Records from a dataset
— start —

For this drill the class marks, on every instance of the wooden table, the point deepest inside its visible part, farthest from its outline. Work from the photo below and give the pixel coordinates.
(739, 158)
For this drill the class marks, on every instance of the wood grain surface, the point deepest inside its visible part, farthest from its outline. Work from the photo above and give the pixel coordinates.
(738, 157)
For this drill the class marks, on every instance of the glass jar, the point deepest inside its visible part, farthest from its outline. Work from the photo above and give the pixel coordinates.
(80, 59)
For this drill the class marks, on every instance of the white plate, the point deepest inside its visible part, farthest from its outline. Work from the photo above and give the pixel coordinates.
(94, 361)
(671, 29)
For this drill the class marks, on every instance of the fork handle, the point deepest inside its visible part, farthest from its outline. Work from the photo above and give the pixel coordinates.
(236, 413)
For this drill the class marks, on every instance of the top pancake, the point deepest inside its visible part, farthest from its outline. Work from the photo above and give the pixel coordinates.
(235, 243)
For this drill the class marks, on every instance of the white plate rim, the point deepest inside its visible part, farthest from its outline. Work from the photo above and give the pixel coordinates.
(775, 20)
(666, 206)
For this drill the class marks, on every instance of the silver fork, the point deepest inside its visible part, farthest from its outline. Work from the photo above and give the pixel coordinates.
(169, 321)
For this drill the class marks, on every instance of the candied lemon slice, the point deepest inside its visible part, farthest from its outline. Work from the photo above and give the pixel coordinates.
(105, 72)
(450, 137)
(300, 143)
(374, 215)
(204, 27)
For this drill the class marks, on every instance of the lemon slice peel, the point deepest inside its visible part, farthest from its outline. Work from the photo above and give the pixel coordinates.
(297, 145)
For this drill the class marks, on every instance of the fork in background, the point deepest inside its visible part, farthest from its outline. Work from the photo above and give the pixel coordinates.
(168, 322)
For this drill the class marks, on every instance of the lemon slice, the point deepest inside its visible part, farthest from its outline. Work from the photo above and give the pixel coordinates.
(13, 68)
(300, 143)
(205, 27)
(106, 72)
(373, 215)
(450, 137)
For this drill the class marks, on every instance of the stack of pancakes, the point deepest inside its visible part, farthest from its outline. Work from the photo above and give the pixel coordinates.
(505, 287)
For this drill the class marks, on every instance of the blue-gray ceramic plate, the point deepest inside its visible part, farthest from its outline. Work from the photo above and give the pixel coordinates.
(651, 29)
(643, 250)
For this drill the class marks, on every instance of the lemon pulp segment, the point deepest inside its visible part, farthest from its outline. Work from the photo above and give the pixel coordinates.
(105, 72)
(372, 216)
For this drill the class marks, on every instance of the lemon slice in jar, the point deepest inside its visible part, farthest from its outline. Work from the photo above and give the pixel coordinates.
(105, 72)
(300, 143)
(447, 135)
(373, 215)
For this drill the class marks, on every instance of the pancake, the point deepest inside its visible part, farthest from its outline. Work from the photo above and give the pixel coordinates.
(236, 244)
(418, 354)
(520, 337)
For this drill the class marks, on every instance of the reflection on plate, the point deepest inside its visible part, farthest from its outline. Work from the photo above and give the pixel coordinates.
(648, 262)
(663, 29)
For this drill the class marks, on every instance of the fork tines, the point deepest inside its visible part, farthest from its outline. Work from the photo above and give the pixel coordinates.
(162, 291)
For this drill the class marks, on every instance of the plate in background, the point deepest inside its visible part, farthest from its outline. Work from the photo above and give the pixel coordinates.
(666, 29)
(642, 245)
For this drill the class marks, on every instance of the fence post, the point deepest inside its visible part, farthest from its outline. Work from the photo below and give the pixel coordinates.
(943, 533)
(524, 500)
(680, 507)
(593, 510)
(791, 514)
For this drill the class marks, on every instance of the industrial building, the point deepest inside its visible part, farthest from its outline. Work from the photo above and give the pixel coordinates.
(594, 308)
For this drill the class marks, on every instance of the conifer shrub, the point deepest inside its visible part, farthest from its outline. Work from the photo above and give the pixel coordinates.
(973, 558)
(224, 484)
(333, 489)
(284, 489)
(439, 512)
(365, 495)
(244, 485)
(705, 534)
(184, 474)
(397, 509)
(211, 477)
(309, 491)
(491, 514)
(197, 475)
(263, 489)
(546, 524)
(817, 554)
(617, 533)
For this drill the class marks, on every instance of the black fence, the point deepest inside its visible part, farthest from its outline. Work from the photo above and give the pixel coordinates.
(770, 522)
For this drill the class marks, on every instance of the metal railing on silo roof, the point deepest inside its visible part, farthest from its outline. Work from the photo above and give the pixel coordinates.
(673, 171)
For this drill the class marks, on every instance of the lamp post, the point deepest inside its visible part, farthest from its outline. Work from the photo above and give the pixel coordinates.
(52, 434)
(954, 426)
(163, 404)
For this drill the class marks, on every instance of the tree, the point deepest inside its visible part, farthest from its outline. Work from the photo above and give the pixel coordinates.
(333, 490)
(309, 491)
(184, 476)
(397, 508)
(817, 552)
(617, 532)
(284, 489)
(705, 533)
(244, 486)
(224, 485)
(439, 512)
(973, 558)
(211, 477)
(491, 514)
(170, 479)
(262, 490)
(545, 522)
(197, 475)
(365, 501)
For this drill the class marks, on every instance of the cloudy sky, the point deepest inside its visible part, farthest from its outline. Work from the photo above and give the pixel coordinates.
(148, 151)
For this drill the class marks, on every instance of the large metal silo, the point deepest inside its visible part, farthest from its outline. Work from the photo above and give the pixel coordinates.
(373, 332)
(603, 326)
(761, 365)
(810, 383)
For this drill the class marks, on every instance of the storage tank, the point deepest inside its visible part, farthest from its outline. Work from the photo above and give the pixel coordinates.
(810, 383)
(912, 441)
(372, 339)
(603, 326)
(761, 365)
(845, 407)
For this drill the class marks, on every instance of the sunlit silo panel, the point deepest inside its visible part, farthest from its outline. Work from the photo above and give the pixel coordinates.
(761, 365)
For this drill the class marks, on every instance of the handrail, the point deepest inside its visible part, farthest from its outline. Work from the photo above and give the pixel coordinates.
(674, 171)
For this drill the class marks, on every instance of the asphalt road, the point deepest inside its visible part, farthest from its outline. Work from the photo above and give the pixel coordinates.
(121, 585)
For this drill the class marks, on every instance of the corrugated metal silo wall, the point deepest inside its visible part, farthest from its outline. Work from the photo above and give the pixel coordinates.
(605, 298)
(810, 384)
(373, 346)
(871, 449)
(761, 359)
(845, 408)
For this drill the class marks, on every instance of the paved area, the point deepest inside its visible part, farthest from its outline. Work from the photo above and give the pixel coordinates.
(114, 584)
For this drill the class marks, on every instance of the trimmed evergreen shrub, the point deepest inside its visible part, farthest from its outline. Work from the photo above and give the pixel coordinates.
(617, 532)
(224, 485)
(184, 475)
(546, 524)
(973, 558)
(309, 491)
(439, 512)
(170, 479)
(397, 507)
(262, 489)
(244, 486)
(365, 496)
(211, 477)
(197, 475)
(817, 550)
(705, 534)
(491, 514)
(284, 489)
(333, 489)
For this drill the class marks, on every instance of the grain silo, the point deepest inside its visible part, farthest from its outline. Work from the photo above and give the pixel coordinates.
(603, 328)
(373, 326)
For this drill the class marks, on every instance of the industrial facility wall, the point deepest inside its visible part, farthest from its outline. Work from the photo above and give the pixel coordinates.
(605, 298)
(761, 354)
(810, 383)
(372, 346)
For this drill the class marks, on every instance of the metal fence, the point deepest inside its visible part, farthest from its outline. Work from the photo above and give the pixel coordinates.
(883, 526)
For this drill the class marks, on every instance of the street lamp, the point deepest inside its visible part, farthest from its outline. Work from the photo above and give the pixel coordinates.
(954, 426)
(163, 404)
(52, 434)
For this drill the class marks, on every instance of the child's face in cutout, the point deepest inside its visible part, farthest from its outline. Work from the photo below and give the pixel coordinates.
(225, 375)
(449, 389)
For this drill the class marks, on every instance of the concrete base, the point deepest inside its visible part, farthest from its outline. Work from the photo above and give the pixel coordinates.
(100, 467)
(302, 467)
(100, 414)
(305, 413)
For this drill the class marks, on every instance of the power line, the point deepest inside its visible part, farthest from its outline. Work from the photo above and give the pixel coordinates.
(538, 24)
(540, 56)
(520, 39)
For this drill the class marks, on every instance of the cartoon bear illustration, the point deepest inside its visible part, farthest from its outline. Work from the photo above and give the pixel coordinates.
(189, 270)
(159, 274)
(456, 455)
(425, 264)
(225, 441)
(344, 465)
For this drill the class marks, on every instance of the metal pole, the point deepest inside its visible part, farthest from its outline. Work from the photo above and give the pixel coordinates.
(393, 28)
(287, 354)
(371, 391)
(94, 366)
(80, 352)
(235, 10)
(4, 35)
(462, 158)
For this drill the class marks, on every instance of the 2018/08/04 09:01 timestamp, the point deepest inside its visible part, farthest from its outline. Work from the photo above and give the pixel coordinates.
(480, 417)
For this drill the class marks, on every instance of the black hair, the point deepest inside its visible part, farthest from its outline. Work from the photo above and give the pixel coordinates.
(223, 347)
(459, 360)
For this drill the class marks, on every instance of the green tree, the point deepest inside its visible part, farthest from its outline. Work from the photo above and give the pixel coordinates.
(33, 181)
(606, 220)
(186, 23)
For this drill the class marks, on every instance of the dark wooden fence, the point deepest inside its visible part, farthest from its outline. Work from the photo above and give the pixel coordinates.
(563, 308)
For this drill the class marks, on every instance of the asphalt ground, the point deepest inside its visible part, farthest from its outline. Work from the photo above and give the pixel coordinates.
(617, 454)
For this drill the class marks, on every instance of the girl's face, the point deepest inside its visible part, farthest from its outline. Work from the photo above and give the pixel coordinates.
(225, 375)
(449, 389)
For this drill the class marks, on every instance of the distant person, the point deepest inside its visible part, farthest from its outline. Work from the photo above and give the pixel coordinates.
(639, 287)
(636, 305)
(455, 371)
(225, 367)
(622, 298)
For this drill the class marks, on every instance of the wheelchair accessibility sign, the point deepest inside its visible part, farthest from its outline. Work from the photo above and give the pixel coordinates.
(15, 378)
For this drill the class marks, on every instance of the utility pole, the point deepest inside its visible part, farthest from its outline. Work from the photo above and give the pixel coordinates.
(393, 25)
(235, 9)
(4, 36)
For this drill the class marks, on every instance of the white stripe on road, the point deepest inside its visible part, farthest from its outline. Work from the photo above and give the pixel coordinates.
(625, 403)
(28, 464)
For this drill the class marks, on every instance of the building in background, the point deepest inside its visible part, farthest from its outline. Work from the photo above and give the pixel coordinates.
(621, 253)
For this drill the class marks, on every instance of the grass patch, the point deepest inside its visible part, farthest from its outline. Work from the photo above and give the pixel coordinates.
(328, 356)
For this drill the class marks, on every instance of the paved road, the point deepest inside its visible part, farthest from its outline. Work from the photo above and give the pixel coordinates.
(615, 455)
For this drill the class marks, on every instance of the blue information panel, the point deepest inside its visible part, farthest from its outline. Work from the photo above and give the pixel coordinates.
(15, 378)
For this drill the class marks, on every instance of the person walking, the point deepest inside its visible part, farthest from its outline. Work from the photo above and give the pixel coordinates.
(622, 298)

— end —

> _EXERCISE_
Render the part of the records that opens with the line containing "of the wheelchair" and closes with the last line of the records as a numbered list. Leave out any blank lines.

> _ANSWER_
1. For this drill the class marks, on every instance of the wheelchair accessibility sign, the point deepest inside its visible part, farthest from its outline. Work from the photo above and give the pixel coordinates.
2. (15, 378)
3. For this drill the class marks, on every instance of the utility pole, the point deepest inside its visible part, farthest from its outline. Work from the photo above and give the pixel coordinates.
4. (393, 25)
5. (235, 9)
6. (4, 36)
7. For this drill the class marks, on every instance of the white stripe on road, the point deepest inside its visible part, farthest from its outline. Work from the photo above and give the pixel coordinates.
8. (625, 403)
9. (28, 464)
10. For this drill the class marks, on every instance of the building in background, the point deepest inside its visible part, farthest from its outline. Work from the photo above and give the pixel coordinates.
11. (621, 253)
12. For this drill the class marks, on every instance of the grass patch, the point deepest inside its visible part, farthest from its outline. Work from the photo above and give the pixel coordinates.
13. (328, 356)
14. For this drill the class marks, on every instance of the paved road, the point deepest inside its visible part, farthest from its outline. Work from the photo above and give the pixel coordinates.
15. (615, 455)
16. For this drill the class marks, on every instance of the blue information panel, the point deepest inside its visible part, farthest from its outline. Work from the photo above and give the pixel coordinates.
17. (15, 378)
18. For this drill the class marks, on every instance of the person walking, the point deepest inside its visible part, farthest from its outline. Work from the photo above and give the pixel coordinates.
19. (622, 298)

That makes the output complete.